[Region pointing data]
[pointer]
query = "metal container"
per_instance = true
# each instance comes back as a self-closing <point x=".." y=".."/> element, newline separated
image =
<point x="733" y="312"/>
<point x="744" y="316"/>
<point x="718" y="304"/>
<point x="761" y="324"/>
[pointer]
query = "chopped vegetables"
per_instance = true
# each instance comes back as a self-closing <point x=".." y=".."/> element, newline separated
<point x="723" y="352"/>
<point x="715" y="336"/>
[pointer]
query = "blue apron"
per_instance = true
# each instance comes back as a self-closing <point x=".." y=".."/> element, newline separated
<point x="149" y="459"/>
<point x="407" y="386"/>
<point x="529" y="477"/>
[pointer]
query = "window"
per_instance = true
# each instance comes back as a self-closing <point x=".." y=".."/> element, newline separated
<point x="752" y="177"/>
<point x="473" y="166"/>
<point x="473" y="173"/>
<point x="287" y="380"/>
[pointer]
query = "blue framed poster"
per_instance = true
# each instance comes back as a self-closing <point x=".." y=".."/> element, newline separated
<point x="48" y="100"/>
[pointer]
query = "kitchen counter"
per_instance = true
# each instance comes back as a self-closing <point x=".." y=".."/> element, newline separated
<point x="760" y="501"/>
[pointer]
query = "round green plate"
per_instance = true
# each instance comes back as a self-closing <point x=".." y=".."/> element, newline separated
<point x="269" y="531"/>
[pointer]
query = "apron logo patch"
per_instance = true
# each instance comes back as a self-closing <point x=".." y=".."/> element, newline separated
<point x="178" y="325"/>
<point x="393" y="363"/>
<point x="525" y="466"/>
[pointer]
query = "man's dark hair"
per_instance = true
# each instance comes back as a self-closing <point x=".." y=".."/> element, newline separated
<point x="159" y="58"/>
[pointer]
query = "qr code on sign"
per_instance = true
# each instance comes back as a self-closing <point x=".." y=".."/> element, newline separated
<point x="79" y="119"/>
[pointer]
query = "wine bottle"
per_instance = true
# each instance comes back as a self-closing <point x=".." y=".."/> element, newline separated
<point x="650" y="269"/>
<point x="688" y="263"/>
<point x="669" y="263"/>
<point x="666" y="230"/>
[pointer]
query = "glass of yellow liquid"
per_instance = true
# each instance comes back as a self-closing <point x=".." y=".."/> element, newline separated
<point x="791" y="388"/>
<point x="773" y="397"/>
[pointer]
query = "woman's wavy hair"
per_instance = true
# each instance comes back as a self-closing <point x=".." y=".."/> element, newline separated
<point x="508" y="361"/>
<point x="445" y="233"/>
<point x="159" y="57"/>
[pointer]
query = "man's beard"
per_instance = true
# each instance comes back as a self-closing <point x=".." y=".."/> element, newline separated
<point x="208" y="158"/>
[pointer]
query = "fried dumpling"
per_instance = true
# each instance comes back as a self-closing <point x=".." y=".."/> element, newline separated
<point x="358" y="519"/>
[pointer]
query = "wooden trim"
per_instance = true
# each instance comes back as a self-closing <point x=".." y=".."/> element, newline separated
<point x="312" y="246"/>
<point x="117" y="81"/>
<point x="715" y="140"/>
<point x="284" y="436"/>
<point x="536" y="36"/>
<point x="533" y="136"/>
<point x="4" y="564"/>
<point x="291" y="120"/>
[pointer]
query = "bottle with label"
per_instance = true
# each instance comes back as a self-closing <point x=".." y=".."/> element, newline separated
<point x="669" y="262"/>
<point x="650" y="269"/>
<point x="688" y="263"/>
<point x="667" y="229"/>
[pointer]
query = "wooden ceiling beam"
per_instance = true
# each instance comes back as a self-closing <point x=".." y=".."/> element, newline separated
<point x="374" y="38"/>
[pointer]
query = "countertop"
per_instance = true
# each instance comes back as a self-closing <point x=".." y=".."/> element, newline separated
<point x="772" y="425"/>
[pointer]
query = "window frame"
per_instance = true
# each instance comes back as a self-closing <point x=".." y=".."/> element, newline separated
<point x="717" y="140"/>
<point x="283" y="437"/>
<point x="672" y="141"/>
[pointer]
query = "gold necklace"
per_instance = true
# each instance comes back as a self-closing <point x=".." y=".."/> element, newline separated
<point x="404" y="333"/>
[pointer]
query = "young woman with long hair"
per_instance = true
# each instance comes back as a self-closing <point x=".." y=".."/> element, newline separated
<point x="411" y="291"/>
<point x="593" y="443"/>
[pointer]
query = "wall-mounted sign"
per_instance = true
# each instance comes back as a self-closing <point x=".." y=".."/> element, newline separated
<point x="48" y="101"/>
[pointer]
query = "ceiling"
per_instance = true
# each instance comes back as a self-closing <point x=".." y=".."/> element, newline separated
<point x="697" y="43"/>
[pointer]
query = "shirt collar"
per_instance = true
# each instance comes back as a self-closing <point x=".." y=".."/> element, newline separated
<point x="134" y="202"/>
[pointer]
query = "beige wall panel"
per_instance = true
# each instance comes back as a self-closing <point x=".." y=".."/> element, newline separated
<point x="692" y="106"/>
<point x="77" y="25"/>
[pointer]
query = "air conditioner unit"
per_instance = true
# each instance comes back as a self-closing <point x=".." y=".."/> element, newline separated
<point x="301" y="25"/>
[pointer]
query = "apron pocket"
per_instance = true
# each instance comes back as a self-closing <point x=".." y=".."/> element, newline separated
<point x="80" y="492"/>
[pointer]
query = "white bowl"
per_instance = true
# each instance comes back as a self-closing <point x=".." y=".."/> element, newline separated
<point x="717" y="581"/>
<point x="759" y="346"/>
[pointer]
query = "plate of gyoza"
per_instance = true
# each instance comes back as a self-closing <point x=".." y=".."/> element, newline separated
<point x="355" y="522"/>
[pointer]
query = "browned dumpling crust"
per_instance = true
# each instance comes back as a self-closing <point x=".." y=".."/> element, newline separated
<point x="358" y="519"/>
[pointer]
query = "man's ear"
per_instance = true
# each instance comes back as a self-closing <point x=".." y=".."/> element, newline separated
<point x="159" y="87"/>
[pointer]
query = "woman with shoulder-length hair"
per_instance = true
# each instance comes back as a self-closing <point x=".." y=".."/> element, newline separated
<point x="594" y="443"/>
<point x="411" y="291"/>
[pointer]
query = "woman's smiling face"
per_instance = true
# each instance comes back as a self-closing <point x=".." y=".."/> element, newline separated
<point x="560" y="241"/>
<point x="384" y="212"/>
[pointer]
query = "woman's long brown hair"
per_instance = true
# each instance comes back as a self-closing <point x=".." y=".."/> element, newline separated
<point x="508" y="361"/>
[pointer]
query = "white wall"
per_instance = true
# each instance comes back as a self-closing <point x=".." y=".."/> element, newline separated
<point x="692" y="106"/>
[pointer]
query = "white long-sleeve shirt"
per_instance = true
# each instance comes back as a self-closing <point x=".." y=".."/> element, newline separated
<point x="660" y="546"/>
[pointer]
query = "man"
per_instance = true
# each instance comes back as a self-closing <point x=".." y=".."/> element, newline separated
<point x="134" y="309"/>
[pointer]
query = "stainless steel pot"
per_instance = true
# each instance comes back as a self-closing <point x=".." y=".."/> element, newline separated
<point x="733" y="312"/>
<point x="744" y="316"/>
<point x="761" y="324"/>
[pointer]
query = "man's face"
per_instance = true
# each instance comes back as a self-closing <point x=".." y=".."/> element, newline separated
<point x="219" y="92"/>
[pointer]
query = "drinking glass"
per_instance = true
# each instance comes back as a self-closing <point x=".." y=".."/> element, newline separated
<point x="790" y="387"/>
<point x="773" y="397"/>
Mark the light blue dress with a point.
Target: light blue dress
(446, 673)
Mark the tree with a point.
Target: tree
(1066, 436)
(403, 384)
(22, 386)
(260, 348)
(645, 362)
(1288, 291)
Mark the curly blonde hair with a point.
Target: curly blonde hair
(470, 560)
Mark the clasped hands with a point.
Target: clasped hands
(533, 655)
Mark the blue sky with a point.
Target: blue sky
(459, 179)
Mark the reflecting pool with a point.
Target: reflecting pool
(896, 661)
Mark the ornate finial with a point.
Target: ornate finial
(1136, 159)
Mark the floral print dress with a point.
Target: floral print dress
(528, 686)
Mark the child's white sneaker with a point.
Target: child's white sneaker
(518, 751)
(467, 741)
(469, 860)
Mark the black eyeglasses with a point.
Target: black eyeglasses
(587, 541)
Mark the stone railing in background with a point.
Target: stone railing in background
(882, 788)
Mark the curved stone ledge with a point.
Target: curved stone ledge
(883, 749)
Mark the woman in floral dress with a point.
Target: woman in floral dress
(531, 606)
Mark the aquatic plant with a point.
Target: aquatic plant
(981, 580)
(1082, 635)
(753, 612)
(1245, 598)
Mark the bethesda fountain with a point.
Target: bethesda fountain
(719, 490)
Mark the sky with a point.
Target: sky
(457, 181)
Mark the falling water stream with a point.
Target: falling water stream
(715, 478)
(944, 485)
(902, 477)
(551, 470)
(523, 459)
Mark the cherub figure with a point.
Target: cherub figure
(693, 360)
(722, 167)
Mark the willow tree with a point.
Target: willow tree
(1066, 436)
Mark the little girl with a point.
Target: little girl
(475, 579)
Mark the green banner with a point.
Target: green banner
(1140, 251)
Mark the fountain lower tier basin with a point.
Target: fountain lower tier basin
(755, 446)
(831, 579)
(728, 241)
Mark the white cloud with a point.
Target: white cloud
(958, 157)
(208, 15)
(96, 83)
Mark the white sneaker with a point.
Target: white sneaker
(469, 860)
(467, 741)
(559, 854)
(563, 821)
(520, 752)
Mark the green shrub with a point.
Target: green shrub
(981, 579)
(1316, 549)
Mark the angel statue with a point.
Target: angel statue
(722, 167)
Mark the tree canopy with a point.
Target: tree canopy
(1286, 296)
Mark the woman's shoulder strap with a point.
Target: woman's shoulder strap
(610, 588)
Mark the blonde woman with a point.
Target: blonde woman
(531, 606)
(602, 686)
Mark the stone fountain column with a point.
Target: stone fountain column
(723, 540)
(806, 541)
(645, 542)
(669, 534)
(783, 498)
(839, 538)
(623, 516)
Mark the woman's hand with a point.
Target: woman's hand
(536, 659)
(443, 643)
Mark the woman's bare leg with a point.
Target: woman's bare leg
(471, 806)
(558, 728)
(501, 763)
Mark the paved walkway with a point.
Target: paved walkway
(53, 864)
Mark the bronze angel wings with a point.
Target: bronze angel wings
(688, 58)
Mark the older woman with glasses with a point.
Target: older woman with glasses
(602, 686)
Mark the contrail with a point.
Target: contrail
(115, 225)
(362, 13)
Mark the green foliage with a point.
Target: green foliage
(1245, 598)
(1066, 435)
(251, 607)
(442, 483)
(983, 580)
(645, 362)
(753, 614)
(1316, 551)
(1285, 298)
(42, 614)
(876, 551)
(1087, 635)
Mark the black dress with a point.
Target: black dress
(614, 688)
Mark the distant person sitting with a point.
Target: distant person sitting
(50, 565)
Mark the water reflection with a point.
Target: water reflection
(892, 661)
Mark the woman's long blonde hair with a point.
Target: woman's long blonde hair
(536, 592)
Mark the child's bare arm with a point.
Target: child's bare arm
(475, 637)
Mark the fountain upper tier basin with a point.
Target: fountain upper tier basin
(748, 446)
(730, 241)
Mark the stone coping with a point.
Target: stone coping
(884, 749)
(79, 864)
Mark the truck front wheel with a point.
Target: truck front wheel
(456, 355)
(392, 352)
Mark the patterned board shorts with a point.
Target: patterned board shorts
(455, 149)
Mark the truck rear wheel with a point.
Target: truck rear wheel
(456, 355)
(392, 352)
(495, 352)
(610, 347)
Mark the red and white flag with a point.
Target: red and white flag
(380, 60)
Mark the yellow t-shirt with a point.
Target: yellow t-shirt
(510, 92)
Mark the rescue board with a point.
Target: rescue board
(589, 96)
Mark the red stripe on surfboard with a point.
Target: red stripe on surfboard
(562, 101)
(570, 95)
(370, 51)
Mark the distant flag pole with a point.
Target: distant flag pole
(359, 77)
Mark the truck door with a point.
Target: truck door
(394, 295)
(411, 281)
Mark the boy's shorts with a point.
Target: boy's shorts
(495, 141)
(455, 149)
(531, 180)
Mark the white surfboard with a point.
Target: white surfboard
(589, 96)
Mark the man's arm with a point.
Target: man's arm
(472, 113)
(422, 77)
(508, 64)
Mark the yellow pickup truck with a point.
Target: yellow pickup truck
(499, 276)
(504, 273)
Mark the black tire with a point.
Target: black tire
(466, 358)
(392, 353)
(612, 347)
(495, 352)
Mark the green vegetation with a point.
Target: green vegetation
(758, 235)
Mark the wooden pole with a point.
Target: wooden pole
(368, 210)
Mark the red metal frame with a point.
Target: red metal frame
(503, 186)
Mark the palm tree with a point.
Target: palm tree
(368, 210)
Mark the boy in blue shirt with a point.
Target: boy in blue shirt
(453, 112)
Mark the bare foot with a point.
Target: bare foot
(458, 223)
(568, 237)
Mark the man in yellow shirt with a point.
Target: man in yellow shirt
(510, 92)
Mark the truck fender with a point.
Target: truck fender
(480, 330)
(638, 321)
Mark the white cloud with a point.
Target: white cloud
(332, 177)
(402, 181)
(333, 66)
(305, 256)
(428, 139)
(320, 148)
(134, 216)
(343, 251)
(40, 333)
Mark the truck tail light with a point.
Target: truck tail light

§ Exercise
Return exactly, and only, the lines above starting at the line that contains "Mark the green shrub with a point." and ending at the line that contains "Mark the blonde woman with a point.".

§ Exercise result
Mark the green shrub with a point.
Target: green shrub
(981, 579)
(1316, 549)
Mark the angel statue with a point.
Target: angel statue
(722, 167)
Mark the tree canopy with a point.
Target: tree canopy
(1286, 296)
Mark the woman's shoulder strap with a point.
Target: woman's shoulder strap
(610, 588)
Mark the blonde woman with a point.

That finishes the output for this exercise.